● SET EXERCISE A:
In the records below, count the lines that contain the string "ceiling". Give only the number.

● PROVIDED TEXT:
## START

Recently there has been more interest toward citation studies in law, where there appear to be two major directions: applying network analysis to citations (Zhang and Koppaka 2007; Leicht et al. 2007; Winkels et al. 2011; Lupu and Voeten 2012; van Opijnen 2012; Neale 2013) and classification systems allowing one to estimate the “treatment” status of the cited case (Jackson et al. 2003; Galgani et al. 2015).

Zhang and Koppaka (2007) developed a Semantics-Based Legal Citation Network (see Zhang et al. (2014) for an overview of related work), a tool that extracts and summarises citation information into a network, allowing the users to “easily navigate in the citation networks and study how citations are interrelated and how legal issues have evolved in the past.” The researchers note that different parts of a case can be cited. Studying the reasons for citation can provide valuable information for a legal researcher. Their approach relied on RFC (reason for citing), a patented technology that allows extracting reasons of why the case has been cited. RFC performance was summarised in the patent (Humphrey et al. 2005), which explored a methodology of “identifying sentences near a document citation (such as a court case citation) that suggest the reason(s) for citing (RFC)”. The task of identifying RFC may be somewhat similar to the task that is undertaken as a part of this project due to the fact that information contained in principles and facts of cited cases can be used as a part of estimating reasons for citing. However, the methodology of Humphrey et al. (2005) is largely based on an analysis of word frequencies; there is no machine learning and no evaluation is presented. This contrasts with our approach to identifying the relevant statements with reference to particular features and associating them to a specific citation in a decision in situ; our approach applies machine learning and is evaluated.

## END

● Saved entries:
## START

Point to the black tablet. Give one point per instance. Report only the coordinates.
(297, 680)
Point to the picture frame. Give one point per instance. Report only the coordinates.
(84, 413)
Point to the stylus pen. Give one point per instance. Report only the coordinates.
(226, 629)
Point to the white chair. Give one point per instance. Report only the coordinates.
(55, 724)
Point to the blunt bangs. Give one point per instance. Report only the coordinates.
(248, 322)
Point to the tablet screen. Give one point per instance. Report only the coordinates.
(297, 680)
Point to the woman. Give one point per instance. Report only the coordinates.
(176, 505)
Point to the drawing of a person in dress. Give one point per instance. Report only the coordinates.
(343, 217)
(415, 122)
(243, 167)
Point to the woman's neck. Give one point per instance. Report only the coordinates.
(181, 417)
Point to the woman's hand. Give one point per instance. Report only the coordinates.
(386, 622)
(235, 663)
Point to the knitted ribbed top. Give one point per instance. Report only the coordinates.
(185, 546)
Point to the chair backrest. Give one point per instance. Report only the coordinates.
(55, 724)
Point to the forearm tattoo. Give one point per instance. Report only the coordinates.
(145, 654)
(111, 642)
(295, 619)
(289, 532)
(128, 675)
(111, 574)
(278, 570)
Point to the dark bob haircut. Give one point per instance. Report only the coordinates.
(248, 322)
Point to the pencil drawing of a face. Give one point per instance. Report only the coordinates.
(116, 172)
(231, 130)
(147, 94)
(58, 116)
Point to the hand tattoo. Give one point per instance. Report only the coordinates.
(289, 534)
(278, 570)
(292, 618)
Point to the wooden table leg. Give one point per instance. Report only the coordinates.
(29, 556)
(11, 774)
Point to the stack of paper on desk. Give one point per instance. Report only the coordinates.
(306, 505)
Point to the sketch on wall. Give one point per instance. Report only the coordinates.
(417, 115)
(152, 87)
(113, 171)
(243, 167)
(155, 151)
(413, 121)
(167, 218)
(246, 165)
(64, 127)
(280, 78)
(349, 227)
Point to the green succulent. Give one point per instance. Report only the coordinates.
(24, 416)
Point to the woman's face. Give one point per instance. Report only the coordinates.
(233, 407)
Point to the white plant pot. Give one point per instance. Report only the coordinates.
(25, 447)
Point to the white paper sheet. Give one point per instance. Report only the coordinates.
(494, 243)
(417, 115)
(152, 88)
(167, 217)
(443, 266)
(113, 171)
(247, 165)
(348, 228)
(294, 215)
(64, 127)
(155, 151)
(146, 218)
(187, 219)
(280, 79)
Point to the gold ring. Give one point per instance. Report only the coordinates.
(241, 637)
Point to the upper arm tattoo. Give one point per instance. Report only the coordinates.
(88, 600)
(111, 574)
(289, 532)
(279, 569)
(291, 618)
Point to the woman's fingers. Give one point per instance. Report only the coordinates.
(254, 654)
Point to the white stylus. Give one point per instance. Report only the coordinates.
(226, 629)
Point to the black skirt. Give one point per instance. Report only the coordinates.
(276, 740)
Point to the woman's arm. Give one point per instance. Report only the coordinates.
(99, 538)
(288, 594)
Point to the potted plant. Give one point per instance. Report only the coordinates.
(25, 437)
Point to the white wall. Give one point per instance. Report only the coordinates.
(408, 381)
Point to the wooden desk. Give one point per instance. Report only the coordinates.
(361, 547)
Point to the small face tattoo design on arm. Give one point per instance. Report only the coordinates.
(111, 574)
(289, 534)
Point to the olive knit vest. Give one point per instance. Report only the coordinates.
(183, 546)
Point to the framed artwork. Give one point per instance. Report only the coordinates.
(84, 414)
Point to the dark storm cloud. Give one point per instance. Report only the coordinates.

## END
## START

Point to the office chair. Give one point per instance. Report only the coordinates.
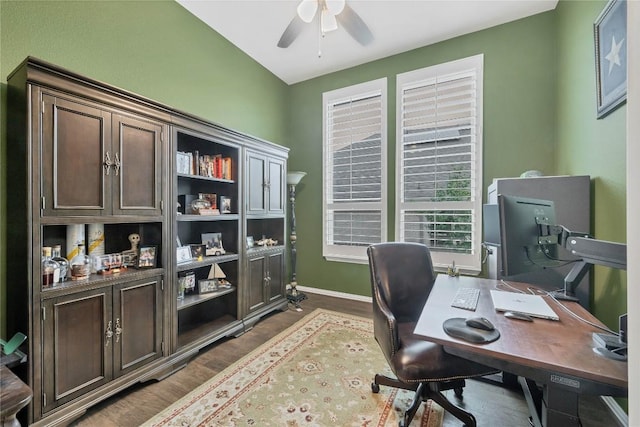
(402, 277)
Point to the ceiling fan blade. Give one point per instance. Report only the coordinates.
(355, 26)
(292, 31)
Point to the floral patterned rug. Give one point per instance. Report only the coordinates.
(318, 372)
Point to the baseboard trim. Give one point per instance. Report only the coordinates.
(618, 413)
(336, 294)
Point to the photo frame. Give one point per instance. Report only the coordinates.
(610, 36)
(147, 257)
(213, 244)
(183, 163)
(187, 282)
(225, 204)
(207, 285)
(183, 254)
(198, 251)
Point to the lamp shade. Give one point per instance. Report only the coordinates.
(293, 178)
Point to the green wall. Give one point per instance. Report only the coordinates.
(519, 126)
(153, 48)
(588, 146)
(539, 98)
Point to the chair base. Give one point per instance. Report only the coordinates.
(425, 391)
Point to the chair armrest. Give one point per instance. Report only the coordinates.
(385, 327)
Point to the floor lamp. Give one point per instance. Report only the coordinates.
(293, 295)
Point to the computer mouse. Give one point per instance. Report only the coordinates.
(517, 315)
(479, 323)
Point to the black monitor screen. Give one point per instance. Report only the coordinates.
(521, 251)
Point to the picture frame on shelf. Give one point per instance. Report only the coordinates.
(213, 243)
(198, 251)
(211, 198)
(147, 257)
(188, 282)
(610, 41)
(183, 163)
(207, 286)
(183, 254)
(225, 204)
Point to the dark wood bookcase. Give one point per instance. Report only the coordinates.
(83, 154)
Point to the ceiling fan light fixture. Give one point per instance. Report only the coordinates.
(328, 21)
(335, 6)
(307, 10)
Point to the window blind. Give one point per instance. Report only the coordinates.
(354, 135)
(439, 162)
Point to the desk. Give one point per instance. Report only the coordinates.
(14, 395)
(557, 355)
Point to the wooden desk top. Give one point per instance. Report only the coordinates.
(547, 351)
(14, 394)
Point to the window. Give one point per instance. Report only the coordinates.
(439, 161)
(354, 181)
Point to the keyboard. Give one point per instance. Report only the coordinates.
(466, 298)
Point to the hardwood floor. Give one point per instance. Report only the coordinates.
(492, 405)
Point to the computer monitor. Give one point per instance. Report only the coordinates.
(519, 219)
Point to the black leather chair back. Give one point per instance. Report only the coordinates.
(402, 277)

## END

● SET EXERCISE B:
From the passage on legal citation studies above, quote word for word the part starting with "Recently there has" and going on through "Galgani et al. 2015).".

● COMPLETE OUTPUT A:
2

● COMPLETE OUTPUT B:
Recently there has been more interest toward citation studies in law, where there appear to be two major directions: applying network analysis to citations (Zhang and Koppaka 2007; Leicht et al. 2007; Winkels et al. 2011; Lupu and Voeten 2012; van Opijnen 2012; Neale 2013) and classification systems allowing one to estimate the “treatment” status of the cited case (Jackson et al. 2003; Galgani et al. 2015).